• _TEXTE FOURNI_

* * *

Quand Thorenc fut rappelé, les magistrats, ne pouvant se résigner à le laisser partir les mains vides, écrivirent secrètement à la cour de Vienne et demandèrent pour lui le titre de comte du Saint-Empire romain, « tant à cause des services rendus à la ville qu’en raison de ses nobles sentimens. » Quand Thorenc apprit cette démarche, il eut encore des scrupules. « Je fus effrayé, dit-il dans ses notes, de la dépense dans laquelle la grâce qu’on demandait pour moi allait jeter la ville de Francfort. » Il fallut qu’on vînt le rassurer[1]. Ils écrivirent en outre (la démarche peut sembler assez étrange, si l’on se rappelle la façon dont les relations avaient commencé), ils écrivirent au roi de France pour le remercier de leur avoir donné un tel gouverneur.

Tout en se conciliant les bonnes grâces des bourgeois de Francfort, cet officier ne perd pas de vue le service du roi. La veille de la bataille de Bergen, il fait partir, pour rejoindre l’armée, tout ce qu’il a de (troupes sous la main, déclarant qu’il n’en a pas besoin et qu’il répond de la ville. Dans l’attente de cette bataille, il avait fait jeter un pont de bateaux sur le Mein, armé les remparts, mis les hôpitaux en état de recevoir les blessés.

* * *

• _ENTRÉES D'ORIGINE_
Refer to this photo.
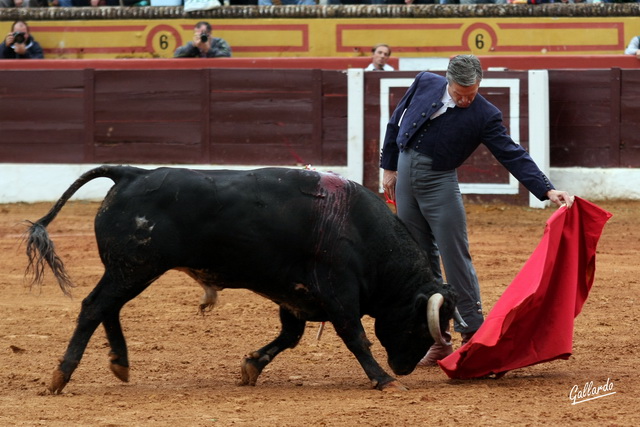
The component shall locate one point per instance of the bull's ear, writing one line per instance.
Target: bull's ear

* * *

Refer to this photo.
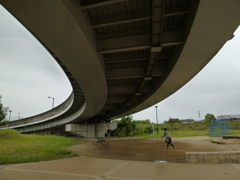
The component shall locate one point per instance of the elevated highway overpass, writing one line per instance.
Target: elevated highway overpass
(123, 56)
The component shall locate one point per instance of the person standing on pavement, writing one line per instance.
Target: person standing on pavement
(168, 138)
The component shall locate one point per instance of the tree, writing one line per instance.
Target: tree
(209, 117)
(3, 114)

* * *

• _LES TÂCHES_
a – D'après le texte fourni, quel titre les magistrats sollicitèrent-ils pour Thorenc auprès de la cour de Vienne ?
b – Repérez dans les entrées chaque ligne où figure la chaîne "person", puis recopiez-la.
Le texte fourni et les entrées ne proviennent pas de la même source.

• _RÉPONSES PAR TÂCHE_
a – Le titre de comte du Saint-Empire romain.

b –
The component shall locate one point per instance of the person standing on pavement, writing one line per instance.
Target: person standing on pavement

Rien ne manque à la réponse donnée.